▸ **Exercise objective**: Please give the records below back in full, exactly as shown.

▬▬▬▬▬▬

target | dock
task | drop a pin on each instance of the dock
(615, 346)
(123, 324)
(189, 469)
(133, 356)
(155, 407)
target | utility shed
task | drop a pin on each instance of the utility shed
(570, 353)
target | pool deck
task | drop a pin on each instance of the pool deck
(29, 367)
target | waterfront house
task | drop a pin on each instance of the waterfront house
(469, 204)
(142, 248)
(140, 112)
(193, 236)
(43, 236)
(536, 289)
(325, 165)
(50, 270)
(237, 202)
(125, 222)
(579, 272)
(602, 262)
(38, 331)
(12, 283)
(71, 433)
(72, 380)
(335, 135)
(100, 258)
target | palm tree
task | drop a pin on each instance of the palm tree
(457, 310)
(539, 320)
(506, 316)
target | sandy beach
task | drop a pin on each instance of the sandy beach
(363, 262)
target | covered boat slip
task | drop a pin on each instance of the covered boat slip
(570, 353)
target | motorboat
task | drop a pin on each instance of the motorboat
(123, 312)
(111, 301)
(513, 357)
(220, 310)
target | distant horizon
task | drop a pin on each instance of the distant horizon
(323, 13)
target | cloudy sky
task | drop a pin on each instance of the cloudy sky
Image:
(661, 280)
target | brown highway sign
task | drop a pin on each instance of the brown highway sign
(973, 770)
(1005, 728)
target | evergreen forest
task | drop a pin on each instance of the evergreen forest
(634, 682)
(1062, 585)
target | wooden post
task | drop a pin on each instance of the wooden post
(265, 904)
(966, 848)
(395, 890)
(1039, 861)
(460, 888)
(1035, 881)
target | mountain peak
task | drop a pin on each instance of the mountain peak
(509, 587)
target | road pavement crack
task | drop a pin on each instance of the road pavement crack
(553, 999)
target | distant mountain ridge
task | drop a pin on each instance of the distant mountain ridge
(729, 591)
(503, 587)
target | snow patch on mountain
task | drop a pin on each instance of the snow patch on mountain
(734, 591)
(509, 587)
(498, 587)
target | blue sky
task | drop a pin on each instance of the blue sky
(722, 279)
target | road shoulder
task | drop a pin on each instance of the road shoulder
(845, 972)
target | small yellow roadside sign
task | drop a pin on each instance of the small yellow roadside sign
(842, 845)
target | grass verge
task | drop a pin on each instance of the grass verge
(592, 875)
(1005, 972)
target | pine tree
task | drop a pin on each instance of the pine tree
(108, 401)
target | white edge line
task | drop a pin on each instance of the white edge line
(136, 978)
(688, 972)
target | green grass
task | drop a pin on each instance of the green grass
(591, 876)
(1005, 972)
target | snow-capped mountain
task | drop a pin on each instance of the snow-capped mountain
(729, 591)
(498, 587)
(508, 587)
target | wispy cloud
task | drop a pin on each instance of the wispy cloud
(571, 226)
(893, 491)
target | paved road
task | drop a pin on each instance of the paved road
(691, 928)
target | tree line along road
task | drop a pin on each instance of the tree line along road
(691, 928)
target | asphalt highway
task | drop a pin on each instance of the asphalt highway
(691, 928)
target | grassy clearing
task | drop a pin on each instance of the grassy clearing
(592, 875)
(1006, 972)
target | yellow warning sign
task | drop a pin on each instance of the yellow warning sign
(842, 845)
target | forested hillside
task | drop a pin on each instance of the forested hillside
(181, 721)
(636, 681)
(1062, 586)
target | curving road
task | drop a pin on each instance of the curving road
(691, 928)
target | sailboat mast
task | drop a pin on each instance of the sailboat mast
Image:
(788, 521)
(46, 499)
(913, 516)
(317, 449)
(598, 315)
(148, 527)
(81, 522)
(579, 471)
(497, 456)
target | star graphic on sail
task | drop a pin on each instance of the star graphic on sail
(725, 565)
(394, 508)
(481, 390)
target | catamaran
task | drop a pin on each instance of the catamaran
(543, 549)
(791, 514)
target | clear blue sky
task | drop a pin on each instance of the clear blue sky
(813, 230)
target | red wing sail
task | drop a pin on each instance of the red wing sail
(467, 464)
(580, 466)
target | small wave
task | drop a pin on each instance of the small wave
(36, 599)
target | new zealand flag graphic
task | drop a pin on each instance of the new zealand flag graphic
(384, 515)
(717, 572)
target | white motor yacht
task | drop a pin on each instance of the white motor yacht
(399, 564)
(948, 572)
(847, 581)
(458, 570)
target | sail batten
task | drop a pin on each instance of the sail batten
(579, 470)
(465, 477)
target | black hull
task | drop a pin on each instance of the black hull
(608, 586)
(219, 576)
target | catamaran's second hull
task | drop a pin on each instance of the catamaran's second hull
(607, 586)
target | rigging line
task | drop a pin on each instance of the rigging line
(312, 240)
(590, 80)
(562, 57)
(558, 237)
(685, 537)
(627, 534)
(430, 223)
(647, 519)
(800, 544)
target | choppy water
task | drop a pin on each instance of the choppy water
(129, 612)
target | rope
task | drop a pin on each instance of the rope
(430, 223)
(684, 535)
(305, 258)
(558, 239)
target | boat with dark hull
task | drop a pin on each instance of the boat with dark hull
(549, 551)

▬▬▬▬▬▬

▸ **Your response**:
target | dock
task | drop a pin on each instance of the dock
(615, 346)
(123, 324)
(189, 469)
(133, 356)
(155, 407)
target | utility shed
task | drop a pin on each instance of the utility shed
(570, 353)
target | pool deck
task | drop a pin on each instance of the pool deck
(29, 367)
target | waterfront house
task | drop a pin on each instance of the waterfront house
(469, 204)
(142, 248)
(140, 112)
(193, 236)
(43, 236)
(536, 289)
(325, 165)
(50, 270)
(237, 202)
(125, 222)
(579, 272)
(602, 262)
(38, 331)
(12, 283)
(71, 433)
(72, 380)
(335, 135)
(100, 258)
target | palm tree
task | drop a pin on each instance of the palm tree
(457, 310)
(539, 320)
(506, 316)
target | sandy beach
task | drop a pin on each instance of the sandy beach
(363, 262)
target | covered boat slip
task | drop a pin on each instance of the covered boat slip
(570, 353)
target | motorboat
task | drop a pin on each instance of the motorboat
(123, 312)
(111, 301)
(513, 357)
(220, 310)
target | distant horizon
task | drop a pin on each instance of the distant horizon
(323, 13)
target | cloudy sky
task | drop a pin on each instance of the cloudy sky
Image:
(661, 280)
target | brown highway sign
task | drop a pin on each instance of the brown highway sign
(973, 770)
(1005, 728)
target | evergreen forest
task | drop a pin on each instance of the evergreen forest
(634, 682)
(1062, 585)
target | wooden post
task | drop a pin on each instance of the wooden post
(265, 904)
(966, 848)
(395, 890)
(1039, 861)
(460, 888)
(1035, 881)
target | mountain peak
task | drop a pin on each instance of the mountain peak
(509, 587)
target | road pavement crack
task | drop a pin on each instance of the road pavement crack
(553, 999)
target | distant mountain ridge
task | drop a pin on each instance of the distant mountain ridge
(729, 591)
(503, 587)
target | snow patch on mountain
task | drop a pin on each instance of the snow patch on mountain
(734, 591)
(509, 587)
(498, 587)
target | blue sky
task | drop a pin on each instance of the blue sky
(722, 279)
target | road shoulder
task | drop a pin on each instance of the road shoulder
(845, 972)
target | small yellow roadside sign
task | drop a pin on each instance of the small yellow roadside sign
(842, 845)
target | grass verge
task | drop a pin on each instance of the grass verge
(592, 875)
(1005, 972)
target | pine tree
task | drop a pin on each instance of the pine tree
(108, 401)
target | white edge line
task | drop a pin on each instance of the white edge line
(136, 978)
(688, 972)
target | green grass
task | drop a pin on each instance of the green grass
(591, 876)
(1005, 972)
target | snow-capped mountain
task | drop a pin on each instance of the snow-capped mountain
(729, 591)
(498, 587)
(508, 587)
target | wispy cloud
task | drop a pin on each instance of the wispy cloud
(571, 226)
(893, 491)
target | paved road
task | drop a pin on each instance of the paved road
(691, 928)
target | tree line along road
task | drop a pin on each instance of the tree line along road
(691, 928)
target | asphalt highway
task | drop a pin on each instance of the asphalt highway
(691, 928)
target | grassy clearing
task | drop a pin on each instance of the grassy clearing
(592, 875)
(1006, 972)
target | yellow warning sign
task | drop a pin on each instance of the yellow warning sign
(842, 845)
target | forested hillside
task | drop a pin on each instance of the forested hillside
(181, 721)
(636, 681)
(1062, 586)
target | curving road
task | drop a pin on each instance of the curving road
(691, 928)
target | sailboat mast
task | drop a pin on each instance of the sailboat mast
Image:
(788, 521)
(46, 499)
(913, 516)
(317, 449)
(598, 315)
(148, 527)
(81, 522)
(579, 471)
(497, 456)
target | star graphic on sail
task | drop a pin on each instance of the star graphic on sail
(725, 565)
(394, 508)
(481, 390)
target | catamaran
task | drop a pin on each instance of the catamaran
(543, 549)
(791, 514)
target | clear blue sky
task | drop a pin on each instance of the clear blue sky
(813, 230)
target | red wing sail
task | drop a pin on each instance of the red wing sail
(467, 464)
(580, 466)
target | small wave
task | drop a pin on each instance of the small wave
(36, 599)
target | new zealand flag graphic
task | drop a pin on each instance of the new zealand flag graphic
(384, 515)
(717, 572)
target | white motor yacht
task | drop a pin on each instance of the white motor yacht
(399, 564)
(948, 572)
(847, 581)
(458, 570)
target | sail batten
task | drop a pin on each instance of the sail batten
(579, 470)
(465, 477)
target | black hull
task | drop a pin on each instance of the black hull
(608, 586)
(219, 576)
target | catamaran's second hull
task | drop a pin on each instance of the catamaran's second hull
(607, 586)
target | rigging line
task | drop a pin on each instance of the rigging line
(312, 240)
(590, 80)
(562, 57)
(558, 237)
(685, 537)
(627, 534)
(430, 223)
(647, 519)
(800, 544)
target | choppy water
task | drop a pin on each instance of the choppy water
(129, 612)
target | rope
task | drop a pin on each instance of the rope
(430, 223)
(684, 535)
(305, 258)
(558, 239)
target | boat with dark hull
task | drop a pin on each instance of the boat with dark hull
(549, 551)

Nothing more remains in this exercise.